:: SUPPLIED TEXT ::

Unfortunately, Zuul's max-job-timeout setting defaults to an upper limit
of 3 hours or 10800 seconds for jobs [1], and this is what Software
Factory uses [2]. So, there comes a point beyond which the CI can't be
prevented from timing out by increasing the timeout.
One way of scaling past this maximum time limit is to run the tests in
parallel across multiple nodes. This has been implemented by splitting
the system tests into different groups, which are run separately by
different nodes.
First, the tests were grouped into those that test commands and options
accepted by the toolbox(1) binary, and those that test the runtime
environment within the Toolbx containers. The first group has more
tests, but runs faster, because many of them test error handling and
don't do much I/O.

:::
:: RECORDS SHOWN ::

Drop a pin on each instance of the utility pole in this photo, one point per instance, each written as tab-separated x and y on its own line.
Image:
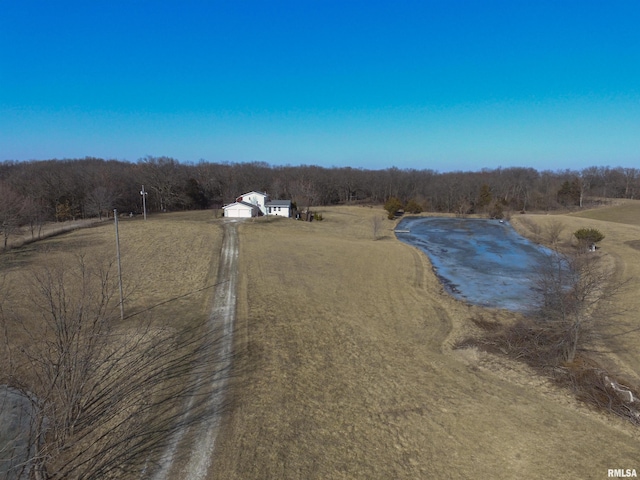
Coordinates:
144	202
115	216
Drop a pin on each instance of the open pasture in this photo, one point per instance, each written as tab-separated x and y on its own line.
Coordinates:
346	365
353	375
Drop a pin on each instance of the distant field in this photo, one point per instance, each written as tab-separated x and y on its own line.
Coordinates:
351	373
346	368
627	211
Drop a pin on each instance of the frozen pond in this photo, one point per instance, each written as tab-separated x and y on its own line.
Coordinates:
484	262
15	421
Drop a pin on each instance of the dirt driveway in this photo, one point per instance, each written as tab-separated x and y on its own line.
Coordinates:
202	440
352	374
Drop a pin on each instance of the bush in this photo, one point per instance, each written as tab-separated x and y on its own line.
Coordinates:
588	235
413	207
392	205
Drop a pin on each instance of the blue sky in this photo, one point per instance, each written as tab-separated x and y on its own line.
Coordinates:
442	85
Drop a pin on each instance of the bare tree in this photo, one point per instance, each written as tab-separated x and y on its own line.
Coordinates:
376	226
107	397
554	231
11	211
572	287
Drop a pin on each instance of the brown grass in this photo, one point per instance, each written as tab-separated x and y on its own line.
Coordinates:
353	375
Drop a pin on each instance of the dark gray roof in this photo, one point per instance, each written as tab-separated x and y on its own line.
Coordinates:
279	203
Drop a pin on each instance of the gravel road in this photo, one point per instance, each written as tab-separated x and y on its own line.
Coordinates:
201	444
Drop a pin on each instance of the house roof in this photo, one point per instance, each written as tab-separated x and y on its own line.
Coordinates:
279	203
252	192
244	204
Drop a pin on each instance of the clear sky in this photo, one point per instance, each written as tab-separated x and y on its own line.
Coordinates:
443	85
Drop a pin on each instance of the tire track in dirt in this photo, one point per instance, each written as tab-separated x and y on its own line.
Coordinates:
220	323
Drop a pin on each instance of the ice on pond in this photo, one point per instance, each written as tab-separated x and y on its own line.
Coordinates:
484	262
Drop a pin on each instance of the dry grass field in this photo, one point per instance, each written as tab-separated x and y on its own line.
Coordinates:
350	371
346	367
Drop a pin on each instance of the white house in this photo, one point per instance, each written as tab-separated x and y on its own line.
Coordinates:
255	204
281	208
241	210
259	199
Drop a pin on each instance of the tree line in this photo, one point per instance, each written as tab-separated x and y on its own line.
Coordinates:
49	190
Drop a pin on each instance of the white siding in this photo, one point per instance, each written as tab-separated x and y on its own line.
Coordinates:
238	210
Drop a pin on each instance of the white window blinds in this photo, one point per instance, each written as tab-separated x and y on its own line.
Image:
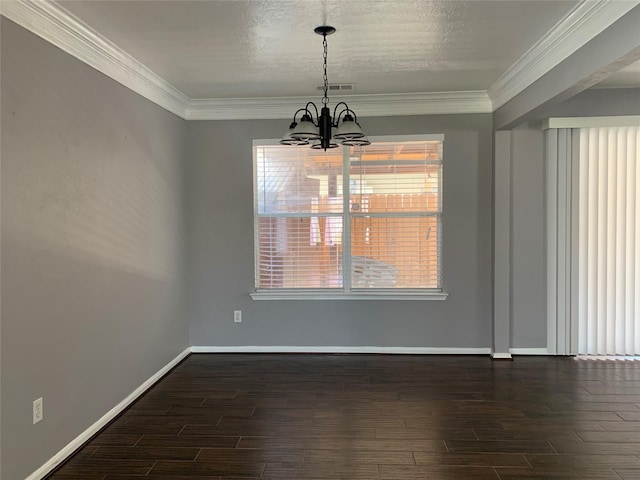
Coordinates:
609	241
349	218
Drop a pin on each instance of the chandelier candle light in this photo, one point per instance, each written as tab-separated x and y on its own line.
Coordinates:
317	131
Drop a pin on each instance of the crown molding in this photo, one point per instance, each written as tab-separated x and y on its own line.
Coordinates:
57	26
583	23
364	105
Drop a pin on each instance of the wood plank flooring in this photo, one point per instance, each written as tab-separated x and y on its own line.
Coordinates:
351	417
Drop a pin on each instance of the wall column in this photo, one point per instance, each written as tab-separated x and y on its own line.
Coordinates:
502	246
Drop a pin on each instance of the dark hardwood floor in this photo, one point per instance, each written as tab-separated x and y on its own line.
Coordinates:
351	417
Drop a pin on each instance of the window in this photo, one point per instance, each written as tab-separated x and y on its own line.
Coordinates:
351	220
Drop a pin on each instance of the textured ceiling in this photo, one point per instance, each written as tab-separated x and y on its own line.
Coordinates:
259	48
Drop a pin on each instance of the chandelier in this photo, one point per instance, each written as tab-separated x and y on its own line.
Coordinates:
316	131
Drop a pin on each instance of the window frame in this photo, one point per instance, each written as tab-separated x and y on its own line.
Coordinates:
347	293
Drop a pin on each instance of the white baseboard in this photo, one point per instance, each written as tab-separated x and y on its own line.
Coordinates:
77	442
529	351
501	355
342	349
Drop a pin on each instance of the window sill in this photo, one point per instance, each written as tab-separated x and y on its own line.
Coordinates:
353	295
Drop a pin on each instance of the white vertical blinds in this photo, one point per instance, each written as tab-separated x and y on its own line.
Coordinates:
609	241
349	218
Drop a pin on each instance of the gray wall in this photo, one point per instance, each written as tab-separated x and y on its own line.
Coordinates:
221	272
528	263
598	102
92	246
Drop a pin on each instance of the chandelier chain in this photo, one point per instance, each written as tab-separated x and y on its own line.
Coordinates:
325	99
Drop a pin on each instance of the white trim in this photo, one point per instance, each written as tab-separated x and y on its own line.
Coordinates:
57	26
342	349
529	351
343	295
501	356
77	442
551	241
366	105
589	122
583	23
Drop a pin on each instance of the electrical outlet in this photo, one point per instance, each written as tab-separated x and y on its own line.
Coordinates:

:::

**STATED PROBLEM:**
Reproduce word for word the part of the text on Zuul job timeouts that falls between "One way of scaling" and "different nodes.", inclusive.

**RESULT FOR THIS TASK:**
One way of scaling past this maximum time limit is to run the tests in
parallel across multiple nodes. This has been implemented by splitting
the system tests into different groups, which are run separately by
different nodes.